#### Stated goal:
Change each "Points" in the items below to "Locations", and keep everything else unchanged. Omit the pictures from your answer.

[Entries for pointing and labeling]
· · ·

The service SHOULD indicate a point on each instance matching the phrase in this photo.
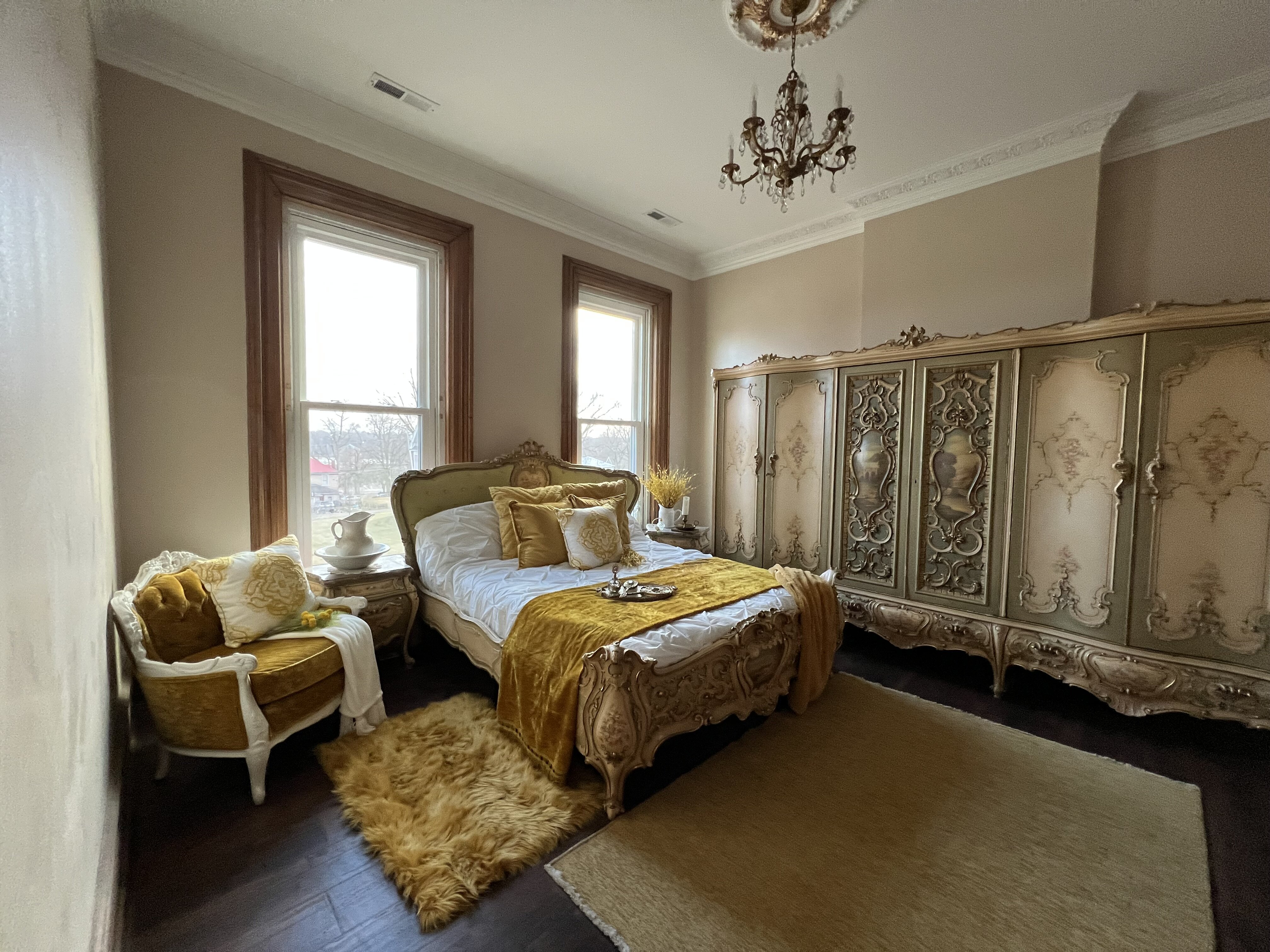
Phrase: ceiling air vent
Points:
(663, 219)
(402, 94)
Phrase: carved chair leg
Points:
(164, 763)
(257, 762)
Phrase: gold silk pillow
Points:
(595, 490)
(505, 496)
(591, 535)
(258, 593)
(538, 535)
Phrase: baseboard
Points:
(113, 862)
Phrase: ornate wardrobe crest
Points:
(768, 25)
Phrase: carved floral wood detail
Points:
(872, 471)
(1210, 570)
(1071, 509)
(796, 471)
(628, 706)
(957, 480)
(1131, 683)
(742, 460)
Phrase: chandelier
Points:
(784, 153)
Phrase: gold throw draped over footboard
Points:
(538, 695)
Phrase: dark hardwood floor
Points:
(210, 873)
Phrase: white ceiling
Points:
(623, 106)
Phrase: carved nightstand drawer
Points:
(392, 604)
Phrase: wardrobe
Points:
(1090, 499)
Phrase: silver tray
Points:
(643, 593)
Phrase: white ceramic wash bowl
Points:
(352, 563)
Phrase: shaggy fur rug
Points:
(450, 804)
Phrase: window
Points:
(615, 370)
(613, 382)
(364, 372)
(360, 349)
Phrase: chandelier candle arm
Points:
(790, 154)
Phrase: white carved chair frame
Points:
(260, 743)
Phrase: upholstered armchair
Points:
(210, 700)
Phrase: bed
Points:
(632, 696)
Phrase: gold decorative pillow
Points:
(593, 490)
(538, 534)
(505, 496)
(258, 593)
(591, 536)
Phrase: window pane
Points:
(609, 446)
(361, 328)
(353, 459)
(606, 367)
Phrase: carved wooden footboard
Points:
(628, 705)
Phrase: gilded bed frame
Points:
(628, 706)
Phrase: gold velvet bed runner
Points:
(538, 695)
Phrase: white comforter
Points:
(460, 562)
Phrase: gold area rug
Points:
(450, 804)
(878, 820)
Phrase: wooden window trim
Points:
(267, 184)
(577, 276)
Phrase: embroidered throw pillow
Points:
(258, 593)
(503, 497)
(630, 558)
(538, 535)
(591, 536)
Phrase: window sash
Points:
(301, 224)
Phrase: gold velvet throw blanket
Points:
(538, 695)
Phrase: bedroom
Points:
(168, 167)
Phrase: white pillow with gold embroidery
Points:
(258, 593)
(591, 536)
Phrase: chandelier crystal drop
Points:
(784, 151)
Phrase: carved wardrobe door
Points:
(738, 469)
(873, 474)
(961, 479)
(1202, 584)
(1074, 494)
(799, 468)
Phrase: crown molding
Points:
(1211, 110)
(1052, 144)
(193, 69)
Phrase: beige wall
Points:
(1016, 253)
(174, 248)
(58, 560)
(1189, 223)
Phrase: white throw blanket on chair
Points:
(363, 705)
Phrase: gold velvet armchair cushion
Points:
(177, 617)
(283, 667)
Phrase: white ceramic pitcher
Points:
(352, 539)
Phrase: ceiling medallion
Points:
(785, 151)
(768, 25)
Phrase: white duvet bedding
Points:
(460, 563)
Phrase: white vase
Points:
(665, 518)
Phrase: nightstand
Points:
(392, 602)
(698, 539)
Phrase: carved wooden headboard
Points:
(418, 494)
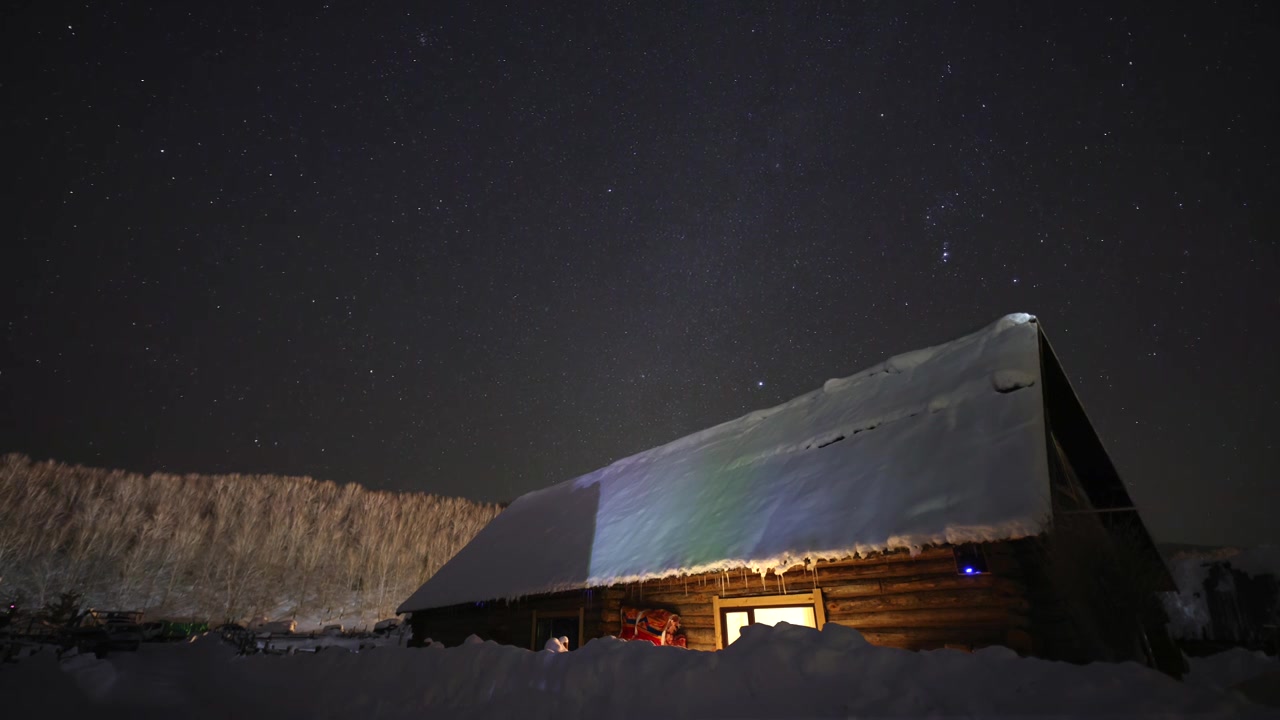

· · ·

#### Worked answer:
The service SHOULD indicate a point on each instance matching the phrase in this photo.
Phrase: ceiling air vent
Locations:
(663, 219)
(402, 94)
Phrase: carved chair leg
Locations:
(164, 763)
(257, 762)
Phrase: gold silk pillow
Locations:
(595, 490)
(505, 496)
(591, 535)
(258, 593)
(538, 535)
Phrase: baseboard
Locations:
(113, 862)
Phrase: ornate wardrobe crest
Locations:
(768, 25)
Phrase: carved floral wood detail
Locations:
(872, 471)
(1210, 570)
(1071, 509)
(796, 471)
(628, 706)
(957, 480)
(1131, 683)
(742, 460)
Phrase: chandelier
Locations:
(784, 153)
Phrase: gold throw draped over footboard
Locations:
(538, 695)
Phrase: dark hardwood floor
Locations:
(210, 873)
Phrase: white ceiling
Locations:
(623, 106)
Phrase: carved nightstand drawer
Locations:
(392, 604)
Phrase: wardrobe
Locations:
(1090, 499)
Phrase: silver tray
Locations:
(643, 593)
Phrase: white ceramic wash bowl
Locations:
(352, 563)
Phrase: shaggy fur rug
Locations:
(450, 804)
Phrase: window
Locations:
(615, 370)
(613, 382)
(364, 372)
(360, 349)
Phrase: chandelier candle arm
Locations:
(790, 154)
Phrase: white carved chair frame
Locations:
(260, 743)
Phrase: upholstered armchair
Locations:
(210, 700)
Phrase: bed
Locations:
(632, 696)
Phrase: gold decorative pillow
Locations:
(593, 490)
(538, 534)
(505, 496)
(258, 593)
(591, 536)
Phrase: window pane
Locations:
(609, 446)
(361, 328)
(353, 459)
(606, 367)
Phrase: carved wooden footboard
Locations:
(628, 705)
Phrase: gilded bed frame
Locations:
(628, 706)
Phrase: gold velvet bed runner
Locations:
(538, 695)
Phrase: white comforter
Locations:
(460, 562)
Phrase: gold area rug
Locations:
(450, 804)
(878, 820)
Phrase: wooden window trim
Locations:
(267, 184)
(577, 276)
Phrase: embroidered throw pillow
Locations:
(258, 593)
(503, 497)
(630, 558)
(538, 535)
(591, 536)
Phrase: window sash
Locations:
(301, 224)
Phrase: gold velvet throw blanket
Locations:
(538, 695)
Phrase: bedroom
Locations:
(168, 167)
Phrase: white pillow with gold embroidery
Locations:
(258, 593)
(591, 536)
Phrase: chandelier crystal drop
Locations:
(784, 151)
Phrase: carved wardrobe door
Locations:
(738, 469)
(873, 474)
(961, 479)
(1202, 584)
(1074, 494)
(799, 468)
Phrase: crown molding
Locations:
(1211, 110)
(1052, 144)
(193, 69)
Phrase: beige wall
Locations:
(1016, 253)
(174, 248)
(58, 560)
(1189, 223)
Phrase: white throw blanket on chair
Locations:
(363, 705)
Phrase: gold velvet armchair cushion
Locations:
(177, 617)
(283, 667)
Phrase: white ceramic pitcher
Locations:
(352, 539)
Phrase: ceiling medallion
Locations:
(785, 151)
(768, 25)
Phrase: white duvet bedding
Locations:
(460, 563)
Phrase: white vase
Locations:
(665, 518)
Phrase: nightstand
Locations:
(392, 602)
(698, 539)
Phrase: carved wooden headboard
Locations:
(418, 494)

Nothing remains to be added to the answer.